SHORT EXERCISE
Write out the lines below word for word, leaving out the picture.

MATERIAL FOR THIS EXERCISE
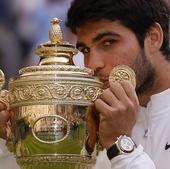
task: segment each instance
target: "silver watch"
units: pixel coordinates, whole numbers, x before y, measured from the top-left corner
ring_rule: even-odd
[[[131,153],[135,148],[136,144],[130,137],[121,135],[118,137],[117,141],[107,150],[107,156],[111,160],[118,155]]]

COMPLETED TASK
task: segment each instance
target: "silver watch"
units: pixel coordinates, whole numbers, x before y, measured from the top-left corner
ring_rule: even-odd
[[[131,153],[135,148],[136,144],[130,137],[121,135],[118,137],[117,141],[107,150],[107,156],[111,160],[118,155]]]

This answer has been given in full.